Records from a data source
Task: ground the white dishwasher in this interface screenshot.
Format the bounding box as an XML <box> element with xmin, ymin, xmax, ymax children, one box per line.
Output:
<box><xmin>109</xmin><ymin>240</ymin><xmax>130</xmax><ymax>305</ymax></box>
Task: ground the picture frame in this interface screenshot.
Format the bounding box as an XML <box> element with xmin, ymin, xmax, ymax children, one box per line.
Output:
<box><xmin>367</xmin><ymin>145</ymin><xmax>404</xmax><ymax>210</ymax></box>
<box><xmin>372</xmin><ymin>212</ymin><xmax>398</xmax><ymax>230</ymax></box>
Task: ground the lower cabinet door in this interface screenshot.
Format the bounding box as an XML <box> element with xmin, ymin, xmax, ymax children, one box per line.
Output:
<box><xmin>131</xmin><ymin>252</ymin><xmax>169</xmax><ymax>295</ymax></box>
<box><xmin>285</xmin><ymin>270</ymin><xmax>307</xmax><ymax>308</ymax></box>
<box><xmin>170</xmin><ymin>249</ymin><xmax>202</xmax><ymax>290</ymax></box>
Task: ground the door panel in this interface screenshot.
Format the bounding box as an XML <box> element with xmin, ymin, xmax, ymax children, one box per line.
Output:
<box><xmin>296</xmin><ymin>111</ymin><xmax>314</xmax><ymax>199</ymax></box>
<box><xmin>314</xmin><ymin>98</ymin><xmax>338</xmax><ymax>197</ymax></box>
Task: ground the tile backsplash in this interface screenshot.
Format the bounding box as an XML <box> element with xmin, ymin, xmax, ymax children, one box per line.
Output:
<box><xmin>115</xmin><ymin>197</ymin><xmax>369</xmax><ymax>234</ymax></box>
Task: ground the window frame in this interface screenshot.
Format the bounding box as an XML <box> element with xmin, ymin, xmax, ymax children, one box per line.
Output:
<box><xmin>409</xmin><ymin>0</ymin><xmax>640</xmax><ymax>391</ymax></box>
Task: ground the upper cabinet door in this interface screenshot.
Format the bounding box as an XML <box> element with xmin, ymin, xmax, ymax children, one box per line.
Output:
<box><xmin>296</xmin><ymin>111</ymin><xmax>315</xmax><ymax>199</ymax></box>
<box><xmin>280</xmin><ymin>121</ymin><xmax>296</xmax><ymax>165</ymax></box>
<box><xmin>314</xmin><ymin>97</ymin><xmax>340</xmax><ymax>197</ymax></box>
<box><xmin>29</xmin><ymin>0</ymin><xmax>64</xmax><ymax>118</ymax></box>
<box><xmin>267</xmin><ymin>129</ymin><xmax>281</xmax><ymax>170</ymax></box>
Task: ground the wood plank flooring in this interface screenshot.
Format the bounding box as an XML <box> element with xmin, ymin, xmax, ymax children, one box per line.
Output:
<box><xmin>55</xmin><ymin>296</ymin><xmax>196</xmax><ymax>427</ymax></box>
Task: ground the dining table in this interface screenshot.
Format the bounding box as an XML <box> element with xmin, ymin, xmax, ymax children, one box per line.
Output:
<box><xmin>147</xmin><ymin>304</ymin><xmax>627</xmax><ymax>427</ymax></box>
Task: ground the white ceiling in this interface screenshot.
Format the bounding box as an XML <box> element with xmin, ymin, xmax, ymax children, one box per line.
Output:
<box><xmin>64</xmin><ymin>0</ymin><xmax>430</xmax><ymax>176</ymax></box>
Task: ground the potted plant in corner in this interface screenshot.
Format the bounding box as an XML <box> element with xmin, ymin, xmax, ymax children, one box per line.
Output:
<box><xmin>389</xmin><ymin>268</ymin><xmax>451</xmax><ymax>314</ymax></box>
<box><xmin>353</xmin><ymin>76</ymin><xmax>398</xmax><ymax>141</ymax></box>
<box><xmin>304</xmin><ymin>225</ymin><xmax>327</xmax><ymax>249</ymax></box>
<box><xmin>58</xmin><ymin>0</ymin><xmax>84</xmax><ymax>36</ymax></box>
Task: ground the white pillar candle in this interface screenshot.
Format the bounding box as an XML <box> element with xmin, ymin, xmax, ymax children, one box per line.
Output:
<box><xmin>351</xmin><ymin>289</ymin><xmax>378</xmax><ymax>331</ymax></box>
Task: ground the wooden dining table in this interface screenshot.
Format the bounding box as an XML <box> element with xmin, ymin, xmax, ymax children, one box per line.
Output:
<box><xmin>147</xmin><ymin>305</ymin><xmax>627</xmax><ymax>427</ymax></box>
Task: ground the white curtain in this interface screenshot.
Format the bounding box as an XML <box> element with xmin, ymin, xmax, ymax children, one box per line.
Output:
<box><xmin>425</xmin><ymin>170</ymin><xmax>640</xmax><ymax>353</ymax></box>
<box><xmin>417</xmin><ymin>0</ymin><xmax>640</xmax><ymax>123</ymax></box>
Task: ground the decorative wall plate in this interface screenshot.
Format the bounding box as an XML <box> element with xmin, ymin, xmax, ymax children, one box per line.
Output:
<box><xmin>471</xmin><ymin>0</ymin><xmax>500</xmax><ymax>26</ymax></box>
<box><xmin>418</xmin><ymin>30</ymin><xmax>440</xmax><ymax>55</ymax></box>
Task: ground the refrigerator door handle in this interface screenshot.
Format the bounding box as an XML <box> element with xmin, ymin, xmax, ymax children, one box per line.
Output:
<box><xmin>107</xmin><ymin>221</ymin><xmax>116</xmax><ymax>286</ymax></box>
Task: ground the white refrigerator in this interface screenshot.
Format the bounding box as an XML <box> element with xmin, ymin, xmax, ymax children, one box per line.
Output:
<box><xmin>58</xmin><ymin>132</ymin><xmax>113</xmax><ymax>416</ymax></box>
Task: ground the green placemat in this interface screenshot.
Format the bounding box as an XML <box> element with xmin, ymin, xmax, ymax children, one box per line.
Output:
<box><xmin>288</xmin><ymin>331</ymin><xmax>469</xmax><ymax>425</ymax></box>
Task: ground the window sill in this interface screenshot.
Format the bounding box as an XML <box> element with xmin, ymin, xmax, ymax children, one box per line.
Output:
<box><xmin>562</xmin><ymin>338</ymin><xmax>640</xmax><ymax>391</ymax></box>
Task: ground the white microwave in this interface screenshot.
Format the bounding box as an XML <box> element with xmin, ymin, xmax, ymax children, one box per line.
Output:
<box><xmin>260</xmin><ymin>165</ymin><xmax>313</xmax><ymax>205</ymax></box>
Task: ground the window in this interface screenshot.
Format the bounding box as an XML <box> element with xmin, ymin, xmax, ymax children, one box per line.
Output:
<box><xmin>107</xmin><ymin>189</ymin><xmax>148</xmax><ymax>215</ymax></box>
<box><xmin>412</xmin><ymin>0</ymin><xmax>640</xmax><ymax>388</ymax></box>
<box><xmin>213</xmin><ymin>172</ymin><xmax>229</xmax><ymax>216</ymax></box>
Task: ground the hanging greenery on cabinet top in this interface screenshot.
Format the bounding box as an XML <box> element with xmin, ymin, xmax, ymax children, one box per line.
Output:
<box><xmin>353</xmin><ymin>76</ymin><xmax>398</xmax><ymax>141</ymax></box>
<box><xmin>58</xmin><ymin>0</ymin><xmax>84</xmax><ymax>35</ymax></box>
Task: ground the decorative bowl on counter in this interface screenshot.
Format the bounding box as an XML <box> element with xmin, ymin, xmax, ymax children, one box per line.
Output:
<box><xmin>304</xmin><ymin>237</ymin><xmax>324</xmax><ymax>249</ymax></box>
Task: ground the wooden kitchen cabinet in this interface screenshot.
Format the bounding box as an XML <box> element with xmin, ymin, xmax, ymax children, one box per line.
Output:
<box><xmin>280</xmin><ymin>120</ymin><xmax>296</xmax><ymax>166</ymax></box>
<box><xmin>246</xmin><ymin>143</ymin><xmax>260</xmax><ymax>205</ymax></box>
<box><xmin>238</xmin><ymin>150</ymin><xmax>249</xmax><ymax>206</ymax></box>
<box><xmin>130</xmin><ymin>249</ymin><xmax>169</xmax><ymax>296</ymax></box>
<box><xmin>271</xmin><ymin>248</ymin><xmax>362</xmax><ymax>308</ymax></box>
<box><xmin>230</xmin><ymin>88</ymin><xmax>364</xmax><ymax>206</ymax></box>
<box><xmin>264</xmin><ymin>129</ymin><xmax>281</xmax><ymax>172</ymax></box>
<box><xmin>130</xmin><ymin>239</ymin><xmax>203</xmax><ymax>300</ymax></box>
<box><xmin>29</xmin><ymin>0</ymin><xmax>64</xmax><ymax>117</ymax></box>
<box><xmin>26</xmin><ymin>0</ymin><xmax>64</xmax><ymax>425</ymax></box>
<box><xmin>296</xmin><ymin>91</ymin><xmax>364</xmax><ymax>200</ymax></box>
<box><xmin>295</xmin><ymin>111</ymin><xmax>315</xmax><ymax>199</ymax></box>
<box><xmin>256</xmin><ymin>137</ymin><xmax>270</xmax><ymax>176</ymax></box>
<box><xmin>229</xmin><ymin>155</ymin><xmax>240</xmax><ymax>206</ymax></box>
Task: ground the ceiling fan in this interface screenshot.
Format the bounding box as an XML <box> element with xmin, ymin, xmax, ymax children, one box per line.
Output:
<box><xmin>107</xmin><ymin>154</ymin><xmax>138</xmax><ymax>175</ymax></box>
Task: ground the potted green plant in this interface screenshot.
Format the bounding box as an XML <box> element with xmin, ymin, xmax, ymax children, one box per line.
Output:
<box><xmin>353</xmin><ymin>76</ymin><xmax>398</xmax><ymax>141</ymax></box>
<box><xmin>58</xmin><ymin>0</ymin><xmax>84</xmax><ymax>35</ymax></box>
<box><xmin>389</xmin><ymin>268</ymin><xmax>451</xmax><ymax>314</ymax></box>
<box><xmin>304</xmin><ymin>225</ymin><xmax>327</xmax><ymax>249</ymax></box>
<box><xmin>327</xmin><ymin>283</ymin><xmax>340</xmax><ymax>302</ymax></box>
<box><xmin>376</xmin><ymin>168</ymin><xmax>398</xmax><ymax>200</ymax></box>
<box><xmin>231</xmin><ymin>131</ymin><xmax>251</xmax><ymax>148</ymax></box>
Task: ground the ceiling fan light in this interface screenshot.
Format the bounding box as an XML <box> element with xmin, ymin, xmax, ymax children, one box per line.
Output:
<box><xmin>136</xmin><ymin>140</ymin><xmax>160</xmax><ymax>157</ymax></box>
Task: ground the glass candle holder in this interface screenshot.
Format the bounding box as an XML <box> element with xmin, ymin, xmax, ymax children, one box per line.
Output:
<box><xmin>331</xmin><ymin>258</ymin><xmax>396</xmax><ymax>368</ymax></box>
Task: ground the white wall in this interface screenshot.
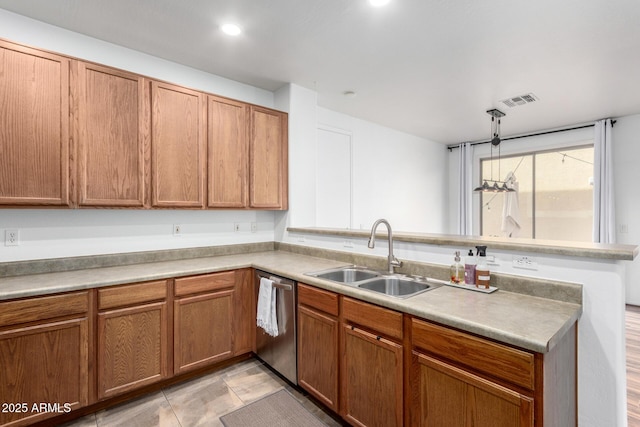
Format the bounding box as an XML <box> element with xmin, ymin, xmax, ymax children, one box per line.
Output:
<box><xmin>314</xmin><ymin>107</ymin><xmax>448</xmax><ymax>233</ymax></box>
<box><xmin>612</xmin><ymin>114</ymin><xmax>640</xmax><ymax>305</ymax></box>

Exercise task:
From the listing above, pick out every line that contains the word "potted", treating uppercase and lowercase as different.

Solution for this exercise:
Task: ground the potted plant in corner in this interface screenshot.
Task: ground the potted green plant in this interface screenshot.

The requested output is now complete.